#### Exercise directions
Looking at the material below, work out how many of its lines hold the string "bird". Give that figure alone.

<<<<

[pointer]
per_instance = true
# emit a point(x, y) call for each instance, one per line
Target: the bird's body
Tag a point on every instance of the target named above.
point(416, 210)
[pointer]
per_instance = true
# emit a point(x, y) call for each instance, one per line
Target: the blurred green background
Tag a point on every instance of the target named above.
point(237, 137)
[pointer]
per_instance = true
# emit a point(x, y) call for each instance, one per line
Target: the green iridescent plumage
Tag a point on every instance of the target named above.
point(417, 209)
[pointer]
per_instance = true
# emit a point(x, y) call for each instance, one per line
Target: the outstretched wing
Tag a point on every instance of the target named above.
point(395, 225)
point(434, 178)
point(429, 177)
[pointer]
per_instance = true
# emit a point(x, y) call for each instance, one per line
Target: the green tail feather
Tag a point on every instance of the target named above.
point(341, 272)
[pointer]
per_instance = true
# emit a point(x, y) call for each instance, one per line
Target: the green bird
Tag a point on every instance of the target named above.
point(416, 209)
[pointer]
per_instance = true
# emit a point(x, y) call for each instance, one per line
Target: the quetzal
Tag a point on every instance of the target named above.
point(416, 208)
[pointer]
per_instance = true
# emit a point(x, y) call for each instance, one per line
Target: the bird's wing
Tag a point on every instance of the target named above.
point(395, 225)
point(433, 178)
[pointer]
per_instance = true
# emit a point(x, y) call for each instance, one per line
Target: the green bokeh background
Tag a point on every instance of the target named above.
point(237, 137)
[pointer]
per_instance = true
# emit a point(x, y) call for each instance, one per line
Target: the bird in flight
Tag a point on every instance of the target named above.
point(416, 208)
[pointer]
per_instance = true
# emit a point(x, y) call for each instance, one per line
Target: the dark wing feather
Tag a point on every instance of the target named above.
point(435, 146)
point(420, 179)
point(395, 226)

>>>>

#### Output of the task
4